Point labeling dataset excerpts:

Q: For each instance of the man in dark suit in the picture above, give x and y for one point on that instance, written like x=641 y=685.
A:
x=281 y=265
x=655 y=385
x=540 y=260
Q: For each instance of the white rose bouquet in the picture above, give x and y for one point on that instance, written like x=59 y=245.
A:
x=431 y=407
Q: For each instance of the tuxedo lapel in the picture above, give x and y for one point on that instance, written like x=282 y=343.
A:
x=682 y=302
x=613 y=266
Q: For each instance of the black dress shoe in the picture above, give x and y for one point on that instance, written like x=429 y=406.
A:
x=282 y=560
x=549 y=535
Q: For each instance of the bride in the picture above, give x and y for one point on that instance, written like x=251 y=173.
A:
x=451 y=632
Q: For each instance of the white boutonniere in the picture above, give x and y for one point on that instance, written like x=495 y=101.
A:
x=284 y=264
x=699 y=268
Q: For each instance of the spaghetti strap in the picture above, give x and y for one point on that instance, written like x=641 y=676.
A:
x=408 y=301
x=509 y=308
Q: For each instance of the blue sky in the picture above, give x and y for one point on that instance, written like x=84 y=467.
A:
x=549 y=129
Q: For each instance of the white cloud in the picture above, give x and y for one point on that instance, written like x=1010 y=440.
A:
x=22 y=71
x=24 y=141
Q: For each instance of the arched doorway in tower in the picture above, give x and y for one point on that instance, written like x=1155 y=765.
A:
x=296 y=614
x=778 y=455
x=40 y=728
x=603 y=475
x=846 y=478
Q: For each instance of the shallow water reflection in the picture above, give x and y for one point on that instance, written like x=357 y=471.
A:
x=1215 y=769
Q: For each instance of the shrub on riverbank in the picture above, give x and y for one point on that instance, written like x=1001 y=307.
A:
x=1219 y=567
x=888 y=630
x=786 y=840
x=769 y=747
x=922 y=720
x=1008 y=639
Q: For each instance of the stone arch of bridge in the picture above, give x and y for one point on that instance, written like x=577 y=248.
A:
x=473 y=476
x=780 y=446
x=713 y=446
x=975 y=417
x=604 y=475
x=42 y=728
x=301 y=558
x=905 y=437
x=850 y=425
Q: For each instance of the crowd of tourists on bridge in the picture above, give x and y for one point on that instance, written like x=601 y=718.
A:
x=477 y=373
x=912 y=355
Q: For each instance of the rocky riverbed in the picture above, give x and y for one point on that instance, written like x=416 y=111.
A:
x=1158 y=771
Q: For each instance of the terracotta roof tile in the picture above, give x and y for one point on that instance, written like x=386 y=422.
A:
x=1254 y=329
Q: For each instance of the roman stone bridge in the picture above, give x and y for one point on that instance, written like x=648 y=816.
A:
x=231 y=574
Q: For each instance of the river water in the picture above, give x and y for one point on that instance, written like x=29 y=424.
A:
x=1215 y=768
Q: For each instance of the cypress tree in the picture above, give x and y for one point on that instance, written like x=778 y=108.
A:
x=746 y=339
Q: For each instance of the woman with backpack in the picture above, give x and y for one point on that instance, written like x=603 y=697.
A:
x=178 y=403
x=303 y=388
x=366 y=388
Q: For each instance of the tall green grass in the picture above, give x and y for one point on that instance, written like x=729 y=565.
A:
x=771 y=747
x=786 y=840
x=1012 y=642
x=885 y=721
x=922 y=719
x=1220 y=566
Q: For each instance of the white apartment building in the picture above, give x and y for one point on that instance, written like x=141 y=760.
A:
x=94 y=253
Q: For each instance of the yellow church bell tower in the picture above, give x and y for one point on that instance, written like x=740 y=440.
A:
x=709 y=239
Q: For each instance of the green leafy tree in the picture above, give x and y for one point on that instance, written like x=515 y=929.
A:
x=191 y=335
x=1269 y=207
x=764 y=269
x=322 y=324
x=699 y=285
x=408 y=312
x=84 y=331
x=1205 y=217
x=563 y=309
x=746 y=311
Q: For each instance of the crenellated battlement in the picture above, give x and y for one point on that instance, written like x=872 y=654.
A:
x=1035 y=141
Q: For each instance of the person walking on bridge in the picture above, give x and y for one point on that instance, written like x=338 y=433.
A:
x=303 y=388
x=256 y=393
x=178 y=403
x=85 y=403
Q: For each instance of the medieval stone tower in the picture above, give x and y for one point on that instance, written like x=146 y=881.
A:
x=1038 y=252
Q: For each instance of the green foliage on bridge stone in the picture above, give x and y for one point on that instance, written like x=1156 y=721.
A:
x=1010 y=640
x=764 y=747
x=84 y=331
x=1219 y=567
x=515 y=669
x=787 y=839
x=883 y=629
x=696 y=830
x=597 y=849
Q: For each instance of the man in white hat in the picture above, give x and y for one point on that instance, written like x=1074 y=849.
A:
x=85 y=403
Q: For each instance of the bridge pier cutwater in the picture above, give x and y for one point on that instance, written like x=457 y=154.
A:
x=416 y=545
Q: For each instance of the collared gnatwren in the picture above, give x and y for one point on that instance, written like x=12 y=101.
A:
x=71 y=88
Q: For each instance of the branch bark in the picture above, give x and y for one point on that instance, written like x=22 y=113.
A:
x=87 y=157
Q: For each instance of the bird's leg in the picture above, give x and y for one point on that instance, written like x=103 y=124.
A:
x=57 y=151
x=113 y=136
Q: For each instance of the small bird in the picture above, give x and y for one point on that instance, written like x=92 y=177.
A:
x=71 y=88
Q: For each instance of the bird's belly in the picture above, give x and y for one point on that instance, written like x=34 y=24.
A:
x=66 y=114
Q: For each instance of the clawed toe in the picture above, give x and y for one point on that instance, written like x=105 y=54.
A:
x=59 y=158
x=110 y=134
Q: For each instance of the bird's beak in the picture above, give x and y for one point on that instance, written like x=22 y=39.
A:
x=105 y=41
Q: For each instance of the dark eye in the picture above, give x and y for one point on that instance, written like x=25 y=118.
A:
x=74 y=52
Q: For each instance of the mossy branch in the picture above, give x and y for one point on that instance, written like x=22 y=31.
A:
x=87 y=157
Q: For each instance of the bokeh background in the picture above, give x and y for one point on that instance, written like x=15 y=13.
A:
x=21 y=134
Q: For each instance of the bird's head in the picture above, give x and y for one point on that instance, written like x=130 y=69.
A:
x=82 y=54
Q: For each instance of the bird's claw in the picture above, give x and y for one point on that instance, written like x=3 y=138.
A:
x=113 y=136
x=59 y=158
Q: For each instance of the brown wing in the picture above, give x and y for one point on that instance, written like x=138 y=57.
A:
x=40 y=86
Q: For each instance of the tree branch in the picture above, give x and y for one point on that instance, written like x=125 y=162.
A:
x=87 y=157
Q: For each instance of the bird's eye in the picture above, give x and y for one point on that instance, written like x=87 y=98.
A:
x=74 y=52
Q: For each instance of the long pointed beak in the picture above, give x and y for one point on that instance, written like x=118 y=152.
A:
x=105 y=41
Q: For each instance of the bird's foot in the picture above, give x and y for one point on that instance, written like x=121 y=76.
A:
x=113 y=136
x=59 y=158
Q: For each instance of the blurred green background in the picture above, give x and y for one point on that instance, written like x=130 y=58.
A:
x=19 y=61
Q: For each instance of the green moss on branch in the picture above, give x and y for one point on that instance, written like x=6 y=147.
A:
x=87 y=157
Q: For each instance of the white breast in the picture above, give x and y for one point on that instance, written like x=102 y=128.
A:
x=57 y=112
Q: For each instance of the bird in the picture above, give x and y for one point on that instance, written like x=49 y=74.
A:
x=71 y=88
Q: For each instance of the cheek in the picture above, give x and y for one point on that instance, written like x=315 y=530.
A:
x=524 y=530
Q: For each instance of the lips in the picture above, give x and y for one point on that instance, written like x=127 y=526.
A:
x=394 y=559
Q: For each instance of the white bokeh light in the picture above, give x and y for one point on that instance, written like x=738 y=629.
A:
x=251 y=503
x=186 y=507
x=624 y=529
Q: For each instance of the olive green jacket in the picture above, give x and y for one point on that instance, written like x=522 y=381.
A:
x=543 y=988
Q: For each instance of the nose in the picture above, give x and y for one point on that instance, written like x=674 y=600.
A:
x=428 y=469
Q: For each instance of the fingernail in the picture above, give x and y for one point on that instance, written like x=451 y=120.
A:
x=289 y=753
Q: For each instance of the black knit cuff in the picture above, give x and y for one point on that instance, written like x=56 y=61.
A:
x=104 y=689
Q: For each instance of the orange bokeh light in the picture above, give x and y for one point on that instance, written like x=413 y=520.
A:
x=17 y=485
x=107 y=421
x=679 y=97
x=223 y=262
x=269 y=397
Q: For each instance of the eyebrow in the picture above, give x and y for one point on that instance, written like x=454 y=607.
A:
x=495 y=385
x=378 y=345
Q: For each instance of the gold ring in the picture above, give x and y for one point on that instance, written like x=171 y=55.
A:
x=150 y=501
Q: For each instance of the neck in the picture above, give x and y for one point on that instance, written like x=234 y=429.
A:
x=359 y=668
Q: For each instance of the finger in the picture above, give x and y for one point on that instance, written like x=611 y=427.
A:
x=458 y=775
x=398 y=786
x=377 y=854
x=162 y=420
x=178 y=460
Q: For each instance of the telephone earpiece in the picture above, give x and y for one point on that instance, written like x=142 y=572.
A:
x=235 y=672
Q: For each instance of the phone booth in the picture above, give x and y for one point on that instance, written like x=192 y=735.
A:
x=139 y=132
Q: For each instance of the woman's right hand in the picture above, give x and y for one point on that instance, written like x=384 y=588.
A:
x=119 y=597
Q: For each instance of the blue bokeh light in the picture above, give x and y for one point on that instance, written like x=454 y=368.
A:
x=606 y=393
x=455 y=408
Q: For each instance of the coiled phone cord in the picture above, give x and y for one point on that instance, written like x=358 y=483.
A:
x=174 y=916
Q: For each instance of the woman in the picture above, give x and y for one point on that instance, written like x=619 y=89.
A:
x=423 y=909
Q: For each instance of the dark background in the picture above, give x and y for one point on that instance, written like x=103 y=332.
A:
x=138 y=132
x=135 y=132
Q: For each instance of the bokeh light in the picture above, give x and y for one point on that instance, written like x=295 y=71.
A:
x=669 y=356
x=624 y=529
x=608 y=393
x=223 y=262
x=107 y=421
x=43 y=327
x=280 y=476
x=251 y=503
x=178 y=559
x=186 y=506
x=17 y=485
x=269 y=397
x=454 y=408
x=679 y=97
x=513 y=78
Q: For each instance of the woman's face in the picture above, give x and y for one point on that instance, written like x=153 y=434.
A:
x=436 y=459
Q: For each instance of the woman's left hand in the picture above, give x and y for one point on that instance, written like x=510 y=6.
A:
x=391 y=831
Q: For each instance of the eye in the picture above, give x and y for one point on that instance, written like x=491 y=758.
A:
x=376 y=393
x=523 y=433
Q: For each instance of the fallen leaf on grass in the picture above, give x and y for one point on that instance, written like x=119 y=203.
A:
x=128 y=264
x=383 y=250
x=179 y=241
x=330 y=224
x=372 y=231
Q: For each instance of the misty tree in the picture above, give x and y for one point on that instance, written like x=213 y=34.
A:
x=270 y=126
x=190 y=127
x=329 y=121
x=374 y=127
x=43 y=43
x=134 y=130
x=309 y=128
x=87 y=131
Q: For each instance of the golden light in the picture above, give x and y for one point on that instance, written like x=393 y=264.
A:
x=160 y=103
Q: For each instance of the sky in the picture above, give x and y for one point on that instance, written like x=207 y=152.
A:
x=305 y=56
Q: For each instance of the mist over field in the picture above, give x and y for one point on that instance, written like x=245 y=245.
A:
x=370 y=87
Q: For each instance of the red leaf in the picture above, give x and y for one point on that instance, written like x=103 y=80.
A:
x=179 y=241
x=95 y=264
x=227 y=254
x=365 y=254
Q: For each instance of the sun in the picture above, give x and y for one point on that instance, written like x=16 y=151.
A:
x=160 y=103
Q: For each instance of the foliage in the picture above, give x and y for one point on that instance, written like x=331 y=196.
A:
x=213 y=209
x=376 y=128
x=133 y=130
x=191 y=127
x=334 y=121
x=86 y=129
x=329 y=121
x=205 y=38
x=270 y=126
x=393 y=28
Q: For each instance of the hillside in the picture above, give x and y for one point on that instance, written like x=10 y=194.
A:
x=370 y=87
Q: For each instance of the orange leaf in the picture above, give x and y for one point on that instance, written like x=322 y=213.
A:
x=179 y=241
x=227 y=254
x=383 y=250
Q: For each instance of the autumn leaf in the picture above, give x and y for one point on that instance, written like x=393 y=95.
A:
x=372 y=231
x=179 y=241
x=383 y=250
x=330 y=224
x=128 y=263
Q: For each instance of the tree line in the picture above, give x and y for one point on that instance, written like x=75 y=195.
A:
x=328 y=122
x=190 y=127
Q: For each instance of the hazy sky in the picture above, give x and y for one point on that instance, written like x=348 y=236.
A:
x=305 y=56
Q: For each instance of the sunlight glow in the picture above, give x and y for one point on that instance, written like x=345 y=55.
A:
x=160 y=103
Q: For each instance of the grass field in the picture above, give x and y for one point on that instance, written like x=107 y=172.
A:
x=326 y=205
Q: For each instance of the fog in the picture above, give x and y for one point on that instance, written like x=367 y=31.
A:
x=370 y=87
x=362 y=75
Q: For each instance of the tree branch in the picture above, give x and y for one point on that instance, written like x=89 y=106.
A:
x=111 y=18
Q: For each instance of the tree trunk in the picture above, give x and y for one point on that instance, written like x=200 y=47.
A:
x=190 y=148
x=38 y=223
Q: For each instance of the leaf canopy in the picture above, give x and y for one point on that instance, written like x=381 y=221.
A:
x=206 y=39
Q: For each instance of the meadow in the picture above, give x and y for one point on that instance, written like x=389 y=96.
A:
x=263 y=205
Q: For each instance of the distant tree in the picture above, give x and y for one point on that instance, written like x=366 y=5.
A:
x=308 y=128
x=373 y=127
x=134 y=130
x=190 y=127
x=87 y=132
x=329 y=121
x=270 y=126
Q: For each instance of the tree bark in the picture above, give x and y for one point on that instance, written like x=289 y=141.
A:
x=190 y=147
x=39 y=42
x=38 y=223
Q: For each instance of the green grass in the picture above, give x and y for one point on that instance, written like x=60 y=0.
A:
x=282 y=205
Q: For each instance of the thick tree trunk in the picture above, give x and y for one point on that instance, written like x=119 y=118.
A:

◆ Brief: Output the part of the listing that opens with its first line and closes with the line containing "x=613 y=266" as a Markdown table with the columns Row and Listing line. Number each row and leave out any blank lines.

◆ Solution for this problem:
| Row | Listing line |
|---|---|
| 1 | Q: For each instance of the man in dark suit in the picture above, give x and y for one point on that instance, written like x=641 y=685. |
| 2 | A: |
| 3 | x=281 y=265 |
| 4 | x=655 y=385 |
| 5 | x=540 y=260 |
| 6 | Q: For each instance of the white rose bouquet in the picture above, give x and y for one point on that instance, written like x=59 y=245. |
| 7 | A: |
| 8 | x=431 y=407 |
| 9 | Q: For each instance of the tuxedo lapel in the picture above, give x and y for one point on that instance, written like x=282 y=343. |
| 10 | A: |
| 11 | x=682 y=302 |
| 12 | x=613 y=266 |